**** Page extract
PageTop[narvik_ntp-b]: <H1>NTP -- PC Narvik</H1>
|
Here is a sample of the output, click on the graph for more
examples:
Version for ref-clock sources, displays +/- 20 µs.
In February 2006, I added a simple stratum 1 server, and added a different version
of the Perl script to cover the more limited range of +/-20 microseconds (displayed as
0..40 µs). By July 2006, the GPS was failing more often (tree leaf
growth?), so I modified the script to limit on both positive and negative excursions (as without the GPS the server could be hundreds of microseconds
out).
File: GetNTP20microseconds.pl |
$ntp_str = `ntpq -c rv $ARGV[0]`;
$val = (split(/\,/,$ntp_str))[20];
$val =~ s/offset=//i;
$val = 1000.0 * $val; # convert to microseconds
$report = int ($val + 20);
if ($report < 0) {
$report = 0;
}
if ($report > 40) {
$report = 40;
}
print "0\n";
print "$report\n";
print "0\n";
print "0\n";
|
This script was later modified for rather less accurate
Windows-based ref-clock systems, so that an offset swing of +/- 500 µs could be
displayed on a scale of 0..1000 µs.
File: GetNTP500microseconds.pl |
$ntp_str = `ntpq -c rv $ARGV[0]`;
$val = (split(/\,/,$ntp_str))[20];
$val =~ s/offset=//i;
$val = 1000.0 * $val; # convert to microseconds
$report = int ($val + 500); # -500..+500 microseconds => 0..1000
if ($report < 0) {
$report = 0;
}
if ($report > 1000) {
$report = 1000;
}
print "0\n";
print "$report\n";
print "0\n";
print "0\n";
|
Here's a sample of the output:
Recording Jitter
This Perl script and MRTG configuration allows monitoring of
the jitter directly. As before, the Perl script uses the "ntpq -crv"
********
**** Material shown
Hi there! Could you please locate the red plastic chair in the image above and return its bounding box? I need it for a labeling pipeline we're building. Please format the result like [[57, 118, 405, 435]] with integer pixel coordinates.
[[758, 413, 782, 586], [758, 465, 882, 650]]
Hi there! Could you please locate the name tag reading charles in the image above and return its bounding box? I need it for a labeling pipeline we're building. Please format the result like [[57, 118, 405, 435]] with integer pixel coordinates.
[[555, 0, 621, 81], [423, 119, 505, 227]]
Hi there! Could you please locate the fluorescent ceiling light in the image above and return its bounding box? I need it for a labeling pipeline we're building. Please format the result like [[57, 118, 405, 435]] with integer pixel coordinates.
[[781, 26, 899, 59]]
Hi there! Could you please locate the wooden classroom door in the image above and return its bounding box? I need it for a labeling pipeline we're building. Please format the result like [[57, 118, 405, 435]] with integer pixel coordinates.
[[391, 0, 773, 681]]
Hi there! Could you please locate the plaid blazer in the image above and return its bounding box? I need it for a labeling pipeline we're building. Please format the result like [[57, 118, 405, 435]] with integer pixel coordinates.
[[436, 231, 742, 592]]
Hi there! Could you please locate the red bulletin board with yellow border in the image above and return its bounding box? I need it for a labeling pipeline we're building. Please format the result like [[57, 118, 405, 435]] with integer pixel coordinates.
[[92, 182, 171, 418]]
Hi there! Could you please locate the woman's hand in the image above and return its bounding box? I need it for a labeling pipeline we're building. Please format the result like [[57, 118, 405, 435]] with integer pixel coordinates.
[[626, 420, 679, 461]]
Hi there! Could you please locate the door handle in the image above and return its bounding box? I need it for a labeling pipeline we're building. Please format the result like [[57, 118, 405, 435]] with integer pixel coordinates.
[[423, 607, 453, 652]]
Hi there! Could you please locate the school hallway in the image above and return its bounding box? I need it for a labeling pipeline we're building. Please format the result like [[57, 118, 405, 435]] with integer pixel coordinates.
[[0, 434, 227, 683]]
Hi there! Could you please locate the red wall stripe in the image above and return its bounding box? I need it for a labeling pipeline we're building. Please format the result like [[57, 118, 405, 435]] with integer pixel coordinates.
********
According to the page extract, when was the simple stratum 1 server added? The rows originate from a source separate from the page extract.

February 2006.